Text for analysis
Skip to main content

Semgrep Integration

Pixee's Semgrep integration processes findings from both Semgrep OSS and Semgrep Pro through automated triage and remediation. The dedicated Semgrep handler extracts rule metadata for accurate classification, then delivers fixes as pull requests.

What Semgrep Detects

Semgrep is a lightweight, fast SAST scanner with a large and growing rule library. Teams adopt it for its speed, pattern-based rule syntax, and developer-friendly workflow.

Semgrep detects:

  • OWASP Top 10 vulnerabilities -- injection, broken authentication, XSS, insecure deserialization, and more
  • Language-specific security rules from both OSS and Pro rule sets
  • Custom organizational rules written in Semgrep's pattern syntax for team-specific security policies
  • Code quality issues with security implications -- hardcoded secrets, weak cryptographic usage, deprecated API calls

Semgrep supports Python, JavaScript/TypeScript, Java, Go, Ruby, C#, PHP, Kotlin, Swift, and more. Rules run via Semgrep CLI (open source) or Semgrep Code (cloud platform).

How Pixee Enhances Semgrep

Triage

Semgrep findings are processed through Pixee's triage pipeline, which classifies each finding as TRUE_POSITIVE, FALSE_POSITIVE, or WONT_FIX with code-level justification and a confidence score.

The dedicated Semgrep handler provides scanner-specific metadata extraction:

Rule metadata extraction. Pixee's handler extracts fullDescription.text rule metadata from Semgrep's SARIF output, giving the triage engine the rule explanation alongside the finding. This context helps the triage pipeline distinguish between high-severity exploitable findings and informational warnings that share the same rule ID.

The data
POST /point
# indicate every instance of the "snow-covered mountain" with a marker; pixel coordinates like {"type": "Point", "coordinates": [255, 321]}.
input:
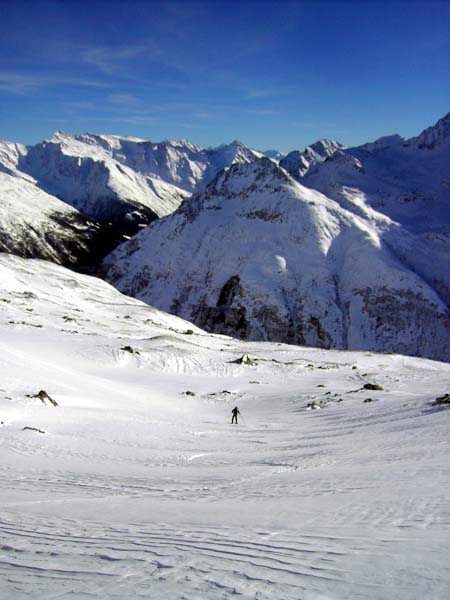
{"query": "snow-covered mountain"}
{"type": "Point", "coordinates": [80, 171]}
{"type": "Point", "coordinates": [260, 256]}
{"type": "Point", "coordinates": [276, 155]}
{"type": "Point", "coordinates": [166, 167]}
{"type": "Point", "coordinates": [123, 183]}
{"type": "Point", "coordinates": [407, 180]}
{"type": "Point", "coordinates": [121, 476]}
{"type": "Point", "coordinates": [298, 164]}
{"type": "Point", "coordinates": [36, 224]}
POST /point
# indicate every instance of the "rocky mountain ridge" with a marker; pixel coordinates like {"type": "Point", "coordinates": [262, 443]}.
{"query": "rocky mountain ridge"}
{"type": "Point", "coordinates": [298, 268]}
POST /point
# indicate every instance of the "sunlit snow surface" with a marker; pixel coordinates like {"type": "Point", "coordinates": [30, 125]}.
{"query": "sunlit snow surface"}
{"type": "Point", "coordinates": [139, 490]}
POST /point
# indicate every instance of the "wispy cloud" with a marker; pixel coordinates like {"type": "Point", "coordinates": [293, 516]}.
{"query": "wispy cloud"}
{"type": "Point", "coordinates": [123, 99]}
{"type": "Point", "coordinates": [22, 85]}
{"type": "Point", "coordinates": [111, 60]}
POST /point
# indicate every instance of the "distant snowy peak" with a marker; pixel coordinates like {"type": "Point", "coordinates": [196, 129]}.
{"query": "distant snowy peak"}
{"type": "Point", "coordinates": [298, 164]}
{"type": "Point", "coordinates": [259, 256]}
{"type": "Point", "coordinates": [433, 137]}
{"type": "Point", "coordinates": [34, 224]}
{"type": "Point", "coordinates": [10, 155]}
{"type": "Point", "coordinates": [179, 163]}
{"type": "Point", "coordinates": [276, 155]}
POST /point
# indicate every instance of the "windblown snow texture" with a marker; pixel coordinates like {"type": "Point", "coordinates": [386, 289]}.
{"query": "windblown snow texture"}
{"type": "Point", "coordinates": [260, 256]}
{"type": "Point", "coordinates": [136, 485]}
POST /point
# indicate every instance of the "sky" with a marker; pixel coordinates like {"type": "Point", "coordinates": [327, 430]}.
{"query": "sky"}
{"type": "Point", "coordinates": [271, 74]}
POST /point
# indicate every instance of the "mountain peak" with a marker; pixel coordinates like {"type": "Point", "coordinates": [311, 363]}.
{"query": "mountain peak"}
{"type": "Point", "coordinates": [434, 136]}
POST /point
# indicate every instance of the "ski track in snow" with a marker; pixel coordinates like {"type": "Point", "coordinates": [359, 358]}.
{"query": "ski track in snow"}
{"type": "Point", "coordinates": [139, 490]}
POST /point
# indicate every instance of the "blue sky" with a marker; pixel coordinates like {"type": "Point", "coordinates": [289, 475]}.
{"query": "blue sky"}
{"type": "Point", "coordinates": [271, 74]}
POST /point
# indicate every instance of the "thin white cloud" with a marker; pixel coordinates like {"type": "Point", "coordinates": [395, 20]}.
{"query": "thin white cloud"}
{"type": "Point", "coordinates": [110, 60]}
{"type": "Point", "coordinates": [123, 99]}
{"type": "Point", "coordinates": [22, 85]}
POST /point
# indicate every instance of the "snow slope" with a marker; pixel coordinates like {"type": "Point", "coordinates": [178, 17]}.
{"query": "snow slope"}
{"type": "Point", "coordinates": [260, 256]}
{"type": "Point", "coordinates": [137, 489]}
{"type": "Point", "coordinates": [298, 164]}
{"type": "Point", "coordinates": [407, 180]}
{"type": "Point", "coordinates": [88, 177]}
{"type": "Point", "coordinates": [36, 224]}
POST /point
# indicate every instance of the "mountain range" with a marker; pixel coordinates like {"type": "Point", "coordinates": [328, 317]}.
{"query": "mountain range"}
{"type": "Point", "coordinates": [333, 247]}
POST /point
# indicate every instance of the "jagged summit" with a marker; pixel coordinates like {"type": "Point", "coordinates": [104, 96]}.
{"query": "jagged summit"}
{"type": "Point", "coordinates": [298, 164]}
{"type": "Point", "coordinates": [260, 256]}
{"type": "Point", "coordinates": [433, 137]}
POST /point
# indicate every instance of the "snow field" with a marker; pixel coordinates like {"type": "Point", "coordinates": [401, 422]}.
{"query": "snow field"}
{"type": "Point", "coordinates": [137, 489]}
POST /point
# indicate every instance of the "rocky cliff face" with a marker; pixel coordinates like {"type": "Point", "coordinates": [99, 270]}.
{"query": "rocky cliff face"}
{"type": "Point", "coordinates": [260, 256]}
{"type": "Point", "coordinates": [35, 224]}
{"type": "Point", "coordinates": [298, 164]}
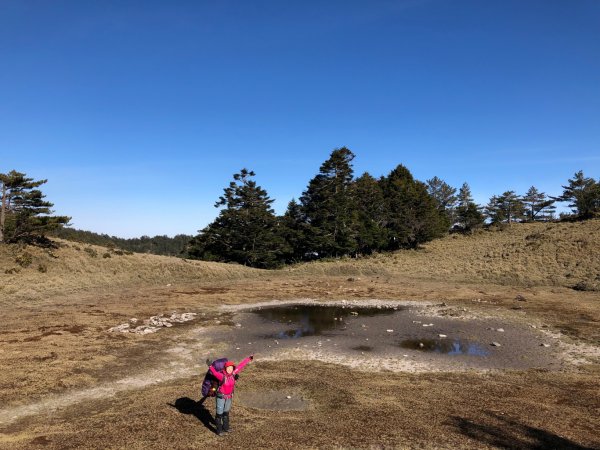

Activity
Please transcribe the Semgrep integration page above in full, word for word, from its first line to its last.

Output
Skip to main content

Semgrep Integration

Pixee's Semgrep integration processes findings from both Semgrep OSS and Semgrep Pro through automated triage and remediation. The dedicated Semgrep handler extracts rule metadata for accurate classification, then delivers fixes as pull requests.

What Semgrep Detects

Semgrep is a lightweight, fast SAST scanner with a large and growing rule library. Teams adopt it for its speed, pattern-based rule syntax, and developer-friendly workflow.

Semgrep detects:

  • OWASP Top 10 vulnerabilities -- injection, broken authentication, XSS, insecure deserialization, and more
  • Language-specific security rules from both OSS and Pro rule sets
  • Custom organizational rules written in Semgrep's pattern syntax for team-specific security policies
  • Code quality issues with security implications -- hardcoded secrets, weak cryptographic usage, deprecated API calls

Semgrep supports Python, JavaScript/TypeScript, Java, Go, Ruby, C#, PHP, Kotlin, Swift, and more. Rules run via Semgrep CLI (open source) or Semgrep Code (cloud platform).

How Pixee Enhances Semgrep

Triage

Semgrep findings are processed through Pixee's triage pipeline, which classifies each finding as TRUE_POSITIVE, FALSE_POSITIVE, or WONT_FIX with code-level justification and a confidence score.

The dedicated Semgrep handler provides scanner-specific metadata extraction:

Rule metadata extraction. Pixee's handler extracts fullDescription.text rule metadata from Semgrep's SARIF output, giving the triage engine the rule explanation alongside the finding. This context helps the triage pipeline distinguish between high-severity exploitable findings and informational warnings that share the same rule ID.